- SET PROBLEM 1 -
How many lines of the listing contain the string "Sample"? Case counts. Reply with the number only.

- EXCERPT TO READ -
** begin **

# How well known is Sauron and the rings?



## Thispe (May 9, 2013)

Hello Everybody! As you can see, I'm pretty new around here :*). The Hobbit and LotR were childhood favorites of mine which I recently rediscovered. I didn't like the Hobbit-movie overly much, but I admit that it brought Middle Earth back to mind and renewed the passion.

One thing I have been wondering. How much did the people of Middle Earth still know about the rings and Sauron during the times of The Hobbit/LotR? 

I mean, the elves knew, no question. The Hobbits probably didn't. Amongst the humans of Gondor the scholars and nobles probably knew. Gondor has a pretty extensive library and the line of Stewards likely didn't forget all about Isildur ;*). What is your opinion on this? How much of the rings and Sauron was still common knowledge? And what about the Dwarves? Durin's line had a ring of power until very recently. Thorin must have seen his grandfather wearing it and it wasn't lost until Thráin was caught by Sauron (though everybody thought it lost after Thrór died in Moria). But do you think they still knew the history of it? Did they _know_ what it was? (I don't think Tolkien wrote what it actually did or what use it was to the dwarves, correct?).

I read an interesting blog post by Michael Martinez recently in which the he says that the elves kept the existence of the rings secret for a very long time and that Men, other elves and dwarves didn't know the reason for the war until it couldn't be kept secret any longer. It was on his blog but unfortunately I can't find the exact post anymore: http://middle-earth.xenite.org. But, is it possible that many of the mortal people with the exception of the rulers of that time, never knew the entire story or even most of it at all?

What are your thoughts on this? Is there any evidence on how much the respective people knew about the whole affair?


----------



## Starbrow (May 9, 2013)

I always had the impression that the rings were kept a secret. The people who had them didn't want anyone else to know they had them. So if they were keeping the fact that they had a ring quiet, they probably didn't talk about the One Ring and the basis of it's power much either. Imagine if it was generally known that there were 3 powerful magic elven rings around. It wouldn't take much deduction to figure out which elves were most likely to hold them.


----------



## Thispe (May 10, 2013)

Starbrow said:


> I always had the impression that the rings were kept a secret. The people who had them didn't want anyone else to know they had them. So if they were keeping the fact that they had a ring quiet, they probably didn't talk about the One Ring and the basis of it's power much either. Imagine if it was generally known that there were 3 powerful magic elven rings around. It wouldn't take much deduction to figure out which elves were most likely to hold them.



Well yes, but the three rings of the elves were quite a different matter. They weren't touched by Sauron, and Elrond and Galadriel used them to 'heal and preserve' their realms. They were a much more closely guarded secret than the others as Celebrimbor had to kept their existence from Sauron. That they were kept secret is even stated in LotR by Elrond during the council of Elrond.

** end **

- GIVEN RECORDS -
** begin **

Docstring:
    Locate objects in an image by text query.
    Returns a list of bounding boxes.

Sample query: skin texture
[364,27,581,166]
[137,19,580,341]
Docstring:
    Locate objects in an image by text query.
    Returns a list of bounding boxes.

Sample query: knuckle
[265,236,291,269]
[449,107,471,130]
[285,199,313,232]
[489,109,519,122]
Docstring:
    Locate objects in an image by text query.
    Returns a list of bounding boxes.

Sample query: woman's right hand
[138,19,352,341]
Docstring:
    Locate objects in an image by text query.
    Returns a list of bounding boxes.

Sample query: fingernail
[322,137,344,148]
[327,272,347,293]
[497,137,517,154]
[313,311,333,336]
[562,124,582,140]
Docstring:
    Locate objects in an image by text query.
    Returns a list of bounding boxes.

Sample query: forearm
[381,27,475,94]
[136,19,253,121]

** end **

- SET PROBLEM 2 -
Name every place in Middle-earth that the opening post of the thread on Sauron and the rings mentions.

- COMPLETE OUTPUT 1 -
5

- COMPLETE OUTPUT 2 -
Middle Earth
Gondor
Moria